#### RECORDS FOR PROCESSING

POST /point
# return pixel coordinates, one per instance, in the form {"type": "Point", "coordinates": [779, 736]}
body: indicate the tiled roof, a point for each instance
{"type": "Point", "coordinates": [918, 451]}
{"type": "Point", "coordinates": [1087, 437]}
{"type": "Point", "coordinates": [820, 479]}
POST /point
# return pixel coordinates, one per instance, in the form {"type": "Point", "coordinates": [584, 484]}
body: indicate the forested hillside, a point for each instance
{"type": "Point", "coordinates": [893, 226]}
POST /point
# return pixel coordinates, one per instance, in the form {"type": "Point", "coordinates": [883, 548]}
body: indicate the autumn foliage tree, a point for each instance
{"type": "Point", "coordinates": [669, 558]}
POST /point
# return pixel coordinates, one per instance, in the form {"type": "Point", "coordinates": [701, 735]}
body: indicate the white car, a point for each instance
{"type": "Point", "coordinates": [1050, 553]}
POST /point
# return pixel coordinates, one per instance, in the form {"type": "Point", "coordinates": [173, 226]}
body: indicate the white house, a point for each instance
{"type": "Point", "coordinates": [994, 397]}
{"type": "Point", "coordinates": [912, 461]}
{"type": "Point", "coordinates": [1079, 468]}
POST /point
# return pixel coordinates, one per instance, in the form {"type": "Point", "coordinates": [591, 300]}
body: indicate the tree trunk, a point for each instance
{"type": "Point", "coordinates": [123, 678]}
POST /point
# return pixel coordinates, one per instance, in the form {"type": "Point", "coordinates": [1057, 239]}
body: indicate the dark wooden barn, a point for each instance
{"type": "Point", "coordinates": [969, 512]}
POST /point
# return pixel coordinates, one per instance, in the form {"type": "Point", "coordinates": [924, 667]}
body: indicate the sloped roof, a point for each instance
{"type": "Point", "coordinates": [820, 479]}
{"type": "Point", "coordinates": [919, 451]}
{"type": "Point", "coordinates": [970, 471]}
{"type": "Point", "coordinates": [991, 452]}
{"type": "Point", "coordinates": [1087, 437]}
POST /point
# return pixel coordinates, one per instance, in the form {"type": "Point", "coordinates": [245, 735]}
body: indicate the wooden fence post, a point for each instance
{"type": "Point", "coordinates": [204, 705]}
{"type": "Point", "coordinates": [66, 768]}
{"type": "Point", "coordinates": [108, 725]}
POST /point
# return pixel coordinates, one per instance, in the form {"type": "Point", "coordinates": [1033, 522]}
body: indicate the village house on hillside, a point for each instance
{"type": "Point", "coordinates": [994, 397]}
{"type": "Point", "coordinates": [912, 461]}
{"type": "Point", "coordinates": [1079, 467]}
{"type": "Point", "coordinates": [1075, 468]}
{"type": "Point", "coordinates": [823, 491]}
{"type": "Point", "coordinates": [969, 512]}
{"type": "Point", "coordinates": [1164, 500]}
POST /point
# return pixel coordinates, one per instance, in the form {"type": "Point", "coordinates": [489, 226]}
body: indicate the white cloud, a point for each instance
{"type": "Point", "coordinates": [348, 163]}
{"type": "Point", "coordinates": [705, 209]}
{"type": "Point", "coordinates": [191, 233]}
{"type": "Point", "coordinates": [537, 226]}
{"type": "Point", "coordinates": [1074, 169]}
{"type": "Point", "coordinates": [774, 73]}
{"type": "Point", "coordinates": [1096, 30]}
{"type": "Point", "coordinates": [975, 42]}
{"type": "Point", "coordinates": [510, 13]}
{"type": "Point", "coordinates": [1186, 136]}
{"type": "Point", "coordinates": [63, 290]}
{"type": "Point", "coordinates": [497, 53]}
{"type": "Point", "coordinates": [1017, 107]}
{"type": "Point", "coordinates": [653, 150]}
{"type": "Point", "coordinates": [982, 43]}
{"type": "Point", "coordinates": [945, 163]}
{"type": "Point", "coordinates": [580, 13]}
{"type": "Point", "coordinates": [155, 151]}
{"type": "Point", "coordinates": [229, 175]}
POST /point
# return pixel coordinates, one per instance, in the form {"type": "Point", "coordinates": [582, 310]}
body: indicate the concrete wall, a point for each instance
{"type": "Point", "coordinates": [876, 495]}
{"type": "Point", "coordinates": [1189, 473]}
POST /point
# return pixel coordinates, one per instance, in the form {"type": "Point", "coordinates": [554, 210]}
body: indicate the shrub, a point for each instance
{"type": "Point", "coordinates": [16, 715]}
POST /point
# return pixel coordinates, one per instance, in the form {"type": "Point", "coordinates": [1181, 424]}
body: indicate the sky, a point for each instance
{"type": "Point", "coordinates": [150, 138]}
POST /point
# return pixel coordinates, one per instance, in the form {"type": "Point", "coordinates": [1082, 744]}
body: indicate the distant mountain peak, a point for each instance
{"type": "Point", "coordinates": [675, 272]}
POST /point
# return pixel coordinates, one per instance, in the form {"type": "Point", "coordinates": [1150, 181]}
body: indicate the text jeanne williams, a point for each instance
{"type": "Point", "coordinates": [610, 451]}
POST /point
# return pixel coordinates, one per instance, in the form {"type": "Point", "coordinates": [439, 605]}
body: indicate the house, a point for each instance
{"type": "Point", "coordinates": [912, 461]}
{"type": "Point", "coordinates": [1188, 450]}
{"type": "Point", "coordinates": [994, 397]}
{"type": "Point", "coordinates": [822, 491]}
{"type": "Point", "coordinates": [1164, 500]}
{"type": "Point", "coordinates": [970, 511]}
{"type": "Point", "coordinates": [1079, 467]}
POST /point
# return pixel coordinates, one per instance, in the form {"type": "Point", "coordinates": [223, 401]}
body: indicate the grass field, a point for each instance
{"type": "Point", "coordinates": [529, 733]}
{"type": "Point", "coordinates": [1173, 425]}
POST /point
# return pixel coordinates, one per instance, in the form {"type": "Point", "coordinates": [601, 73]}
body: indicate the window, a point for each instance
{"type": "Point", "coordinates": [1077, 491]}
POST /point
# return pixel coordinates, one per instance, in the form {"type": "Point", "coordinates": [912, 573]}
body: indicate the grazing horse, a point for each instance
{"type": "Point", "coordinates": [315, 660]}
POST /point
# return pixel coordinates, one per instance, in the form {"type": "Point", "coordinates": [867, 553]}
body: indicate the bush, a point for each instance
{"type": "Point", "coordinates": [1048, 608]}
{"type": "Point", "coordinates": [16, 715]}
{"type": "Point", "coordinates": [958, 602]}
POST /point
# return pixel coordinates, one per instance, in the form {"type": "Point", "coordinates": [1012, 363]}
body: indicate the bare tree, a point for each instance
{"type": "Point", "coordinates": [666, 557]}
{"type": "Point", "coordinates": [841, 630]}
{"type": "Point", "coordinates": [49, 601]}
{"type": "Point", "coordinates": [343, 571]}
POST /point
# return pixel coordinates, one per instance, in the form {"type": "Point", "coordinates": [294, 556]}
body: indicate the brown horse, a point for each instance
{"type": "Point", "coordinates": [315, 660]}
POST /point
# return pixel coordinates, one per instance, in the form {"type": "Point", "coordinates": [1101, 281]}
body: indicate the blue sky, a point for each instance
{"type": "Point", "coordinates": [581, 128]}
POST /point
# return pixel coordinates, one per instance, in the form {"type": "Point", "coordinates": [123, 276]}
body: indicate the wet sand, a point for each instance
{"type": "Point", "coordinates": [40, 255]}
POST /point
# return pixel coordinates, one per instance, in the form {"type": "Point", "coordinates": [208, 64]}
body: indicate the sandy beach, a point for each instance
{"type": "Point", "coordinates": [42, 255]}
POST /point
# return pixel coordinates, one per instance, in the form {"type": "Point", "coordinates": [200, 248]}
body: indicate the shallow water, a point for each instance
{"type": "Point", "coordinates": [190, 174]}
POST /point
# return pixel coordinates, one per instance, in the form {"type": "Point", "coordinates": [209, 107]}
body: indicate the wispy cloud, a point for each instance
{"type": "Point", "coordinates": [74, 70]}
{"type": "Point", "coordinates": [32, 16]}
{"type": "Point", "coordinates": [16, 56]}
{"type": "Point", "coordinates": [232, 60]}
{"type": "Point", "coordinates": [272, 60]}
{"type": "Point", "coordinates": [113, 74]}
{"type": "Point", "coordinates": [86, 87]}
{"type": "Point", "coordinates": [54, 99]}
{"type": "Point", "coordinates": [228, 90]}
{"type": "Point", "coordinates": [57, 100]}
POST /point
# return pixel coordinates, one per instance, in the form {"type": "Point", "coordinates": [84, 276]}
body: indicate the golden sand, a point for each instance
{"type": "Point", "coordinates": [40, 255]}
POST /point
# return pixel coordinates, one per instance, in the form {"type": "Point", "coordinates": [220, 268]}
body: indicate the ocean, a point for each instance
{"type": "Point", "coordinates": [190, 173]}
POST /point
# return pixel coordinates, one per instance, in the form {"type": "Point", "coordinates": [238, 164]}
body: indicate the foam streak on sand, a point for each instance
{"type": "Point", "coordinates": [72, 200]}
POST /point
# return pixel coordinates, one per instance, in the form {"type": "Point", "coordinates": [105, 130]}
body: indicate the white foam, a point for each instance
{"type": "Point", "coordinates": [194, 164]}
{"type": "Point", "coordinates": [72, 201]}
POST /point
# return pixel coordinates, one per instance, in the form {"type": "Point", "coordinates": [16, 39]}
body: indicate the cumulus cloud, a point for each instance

#### WHAT IS BEING ASKED
Show each line of the entries above that contains the word "horse". Case matters, so skip lines where the word appears with different capitalization.

#### EXPECTED OUTPUT
body: indicate the grazing horse, a point for each instance
body: indicate the brown horse, a point for each instance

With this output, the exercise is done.